- **OBJECTIVE**
Update the material below by replacing "Locations" with "Points" everywhere it occurs, leaving every other line and word unchanged.

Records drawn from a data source
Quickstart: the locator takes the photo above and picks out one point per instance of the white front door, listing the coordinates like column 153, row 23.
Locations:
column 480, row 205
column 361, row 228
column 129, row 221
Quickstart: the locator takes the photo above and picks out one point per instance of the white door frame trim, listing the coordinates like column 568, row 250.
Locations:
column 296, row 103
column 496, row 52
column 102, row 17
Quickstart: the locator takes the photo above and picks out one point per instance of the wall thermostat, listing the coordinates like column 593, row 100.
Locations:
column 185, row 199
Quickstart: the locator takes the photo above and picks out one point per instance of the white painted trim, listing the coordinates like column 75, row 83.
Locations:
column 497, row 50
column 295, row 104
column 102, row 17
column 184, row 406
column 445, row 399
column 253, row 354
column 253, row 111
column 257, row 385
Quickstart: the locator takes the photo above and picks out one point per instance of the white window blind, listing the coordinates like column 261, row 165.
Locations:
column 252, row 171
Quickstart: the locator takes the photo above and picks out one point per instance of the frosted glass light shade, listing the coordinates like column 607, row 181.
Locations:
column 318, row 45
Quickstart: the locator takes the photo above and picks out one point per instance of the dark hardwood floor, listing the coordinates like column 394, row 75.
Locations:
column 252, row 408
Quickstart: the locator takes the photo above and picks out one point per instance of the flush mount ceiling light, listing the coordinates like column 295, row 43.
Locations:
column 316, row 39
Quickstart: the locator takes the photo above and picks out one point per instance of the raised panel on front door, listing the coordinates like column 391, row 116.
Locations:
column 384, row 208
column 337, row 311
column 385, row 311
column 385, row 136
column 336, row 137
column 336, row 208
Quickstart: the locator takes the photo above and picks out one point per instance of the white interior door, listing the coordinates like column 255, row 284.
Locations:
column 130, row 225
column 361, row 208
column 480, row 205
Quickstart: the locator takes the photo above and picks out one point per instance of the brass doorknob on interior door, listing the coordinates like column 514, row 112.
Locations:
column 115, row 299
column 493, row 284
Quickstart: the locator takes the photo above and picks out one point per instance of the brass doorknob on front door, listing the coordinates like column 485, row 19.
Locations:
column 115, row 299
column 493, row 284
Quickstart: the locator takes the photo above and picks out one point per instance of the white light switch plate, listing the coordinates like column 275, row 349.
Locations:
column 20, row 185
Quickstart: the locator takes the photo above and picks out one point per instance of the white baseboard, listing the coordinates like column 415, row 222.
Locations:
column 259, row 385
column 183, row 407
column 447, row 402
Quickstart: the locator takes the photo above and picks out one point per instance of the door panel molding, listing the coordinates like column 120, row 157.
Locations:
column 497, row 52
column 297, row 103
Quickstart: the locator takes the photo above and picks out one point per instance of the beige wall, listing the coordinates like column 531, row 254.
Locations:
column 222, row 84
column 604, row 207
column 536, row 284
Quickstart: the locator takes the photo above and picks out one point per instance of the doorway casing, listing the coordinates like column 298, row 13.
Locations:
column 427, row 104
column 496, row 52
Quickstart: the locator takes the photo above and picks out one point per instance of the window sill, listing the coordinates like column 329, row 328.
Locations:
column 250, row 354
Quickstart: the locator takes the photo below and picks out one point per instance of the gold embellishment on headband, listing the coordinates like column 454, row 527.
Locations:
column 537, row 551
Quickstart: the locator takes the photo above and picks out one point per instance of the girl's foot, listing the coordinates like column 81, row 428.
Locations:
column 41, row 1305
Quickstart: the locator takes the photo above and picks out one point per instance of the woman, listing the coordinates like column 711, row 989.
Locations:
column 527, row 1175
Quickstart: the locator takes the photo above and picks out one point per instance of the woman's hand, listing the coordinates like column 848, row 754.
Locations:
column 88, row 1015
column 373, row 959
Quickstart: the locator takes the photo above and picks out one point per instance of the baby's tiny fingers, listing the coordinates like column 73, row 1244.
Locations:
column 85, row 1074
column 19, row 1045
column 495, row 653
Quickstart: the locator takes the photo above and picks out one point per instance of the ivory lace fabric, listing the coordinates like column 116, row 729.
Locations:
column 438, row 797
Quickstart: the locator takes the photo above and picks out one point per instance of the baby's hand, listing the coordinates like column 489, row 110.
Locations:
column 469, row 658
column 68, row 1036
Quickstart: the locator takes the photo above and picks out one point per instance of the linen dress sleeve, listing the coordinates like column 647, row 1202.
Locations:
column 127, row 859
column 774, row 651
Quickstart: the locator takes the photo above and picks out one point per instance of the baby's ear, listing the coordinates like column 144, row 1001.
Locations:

- **CORRECT OUTPUT**
Quickstart: the locator takes the photo above and picks out one point per instance of the white front door, listing the coordinates like column 153, row 23.
Points:
column 480, row 205
column 361, row 228
column 129, row 221
Quickstart: the locator takes the photo above and picks out one point per instance of the white door frame trim, listing the coordinates like column 568, row 250.
Points:
column 296, row 103
column 496, row 52
column 102, row 17
Quickstart: the locator takes the photo above and picks out one point per instance of the wall thermostat, listing the coordinates like column 593, row 100.
Points:
column 185, row 199
Quickstart: the locator takes the photo above and picks out one point per instance of the white painted trim, listing the coordinates like column 75, row 83.
Points:
column 497, row 50
column 295, row 104
column 102, row 17
column 184, row 406
column 445, row 399
column 253, row 354
column 253, row 111
column 257, row 385
Quickstart: the locator takes the photo above and picks out one point per instance of the white window blind, listing the coordinates like column 261, row 165.
Points:
column 252, row 171
Quickstart: the locator takes the photo above and picks out one point per instance of the frosted glass light shade, listing the coordinates like column 607, row 181.
Points:
column 318, row 45
Quickstart: the locator takes the photo above and picks out one point per instance of the dark hardwood floor, listing the coordinates like column 394, row 75.
Points:
column 252, row 408
Quickstart: the locator takes the photo above and picks out one point per instance of the flush mount ceiling light, listing the coordinates like column 295, row 43.
Points:
column 316, row 39
Quickstart: the locator takes the photo above and picks out one point per instance of the raised panel on front door, listing the coordinates like column 391, row 116.
Points:
column 384, row 208
column 337, row 311
column 385, row 311
column 385, row 136
column 336, row 137
column 336, row 208
Quickstart: the locator takes the photo above and picks out one point per instance of the white interior door, listing the coordinates like column 255, row 284.
Points:
column 130, row 225
column 361, row 208
column 480, row 205
Quickstart: the locator takes the photo above and picks out one point per instance of the brass doorknob on interior door, listing the coordinates like column 514, row 112.
Points:
column 115, row 299
column 493, row 284
Quickstart: the locator takes the photo above and picks out one point per instance of the brass doorknob on front door, listing the coordinates like column 485, row 19.
Points:
column 115, row 299
column 493, row 284
Quickstart: the locator takes the photo above and picks out one point per instance of the white light switch plate, listing the coordinates like column 275, row 349.
Points:
column 20, row 185
Quickstart: the locator takes the photo above and picks out one point per instance of the white baseboard, listing the coordinates like column 415, row 222.
Points:
column 259, row 385
column 183, row 407
column 447, row 402
Quickstart: the locator takes the photo above and picks out one point per instance of the door panel molding, listing the coordinates like column 120, row 157.
Points:
column 497, row 52
column 297, row 103
Quickstart: the locator takes the photo above and picks out one point per instance of the beige wall, listing the coordinates like column 531, row 254.
Points:
column 222, row 84
column 604, row 207
column 536, row 284
Quickstart: the locator takes the photo above and picks out one point per instance of the doorway casing, listing the coordinates like column 298, row 13.
Points:
column 427, row 104
column 496, row 52
Quickstart: the locator takes the photo above and picks out one point per instance of the window sill, listing the coordinates like column 329, row 328.
Points:
column 250, row 354
Quickstart: the locator takes the photo below and picks out one point per instance of the gold embellishment on headband, listing the coordinates like column 454, row 527.
Points:
column 537, row 551
Quickstart: the locator takes the photo above and picks out one point per instance of the girl's foot, listing the coordinates like column 81, row 428.
Points:
column 41, row 1305
Quickstart: the locator takes the photo above and picks out one point per instance of the woman, listing the coordinates like column 711, row 989.
Points:
column 527, row 1175
Quickstart: the locator takes the photo above and picks out one point per instance of the woman's hand, listing the coordinates like column 848, row 754.
Points:
column 88, row 1015
column 373, row 959
Quickstart: the locator takes the photo above and picks out one point per instance of the baby's tiny fingers, listing the coordinates like column 73, row 1244.
Points:
column 85, row 1074
column 19, row 1045
column 495, row 653
Quickstart: the locator takes the photo above and picks out one point per instance of the ivory lace fabric, listing the coordinates like column 116, row 729.
Points:
column 438, row 797
Quickstart: the locator takes the photo above and picks out one point per instance of the baby's hand, listing the coordinates like column 489, row 110.
Points:
column 469, row 658
column 68, row 1036
Quickstart: the locator takes the photo above and picks out one point per instance of the linen dress sleeve, listing the coordinates like column 647, row 1202.
Points:
column 127, row 859
column 774, row 651
Quickstart: the locator takes the photo above and picks out one point per instance of the baby's ear, listing the coordinates like column 144, row 1001.
Points:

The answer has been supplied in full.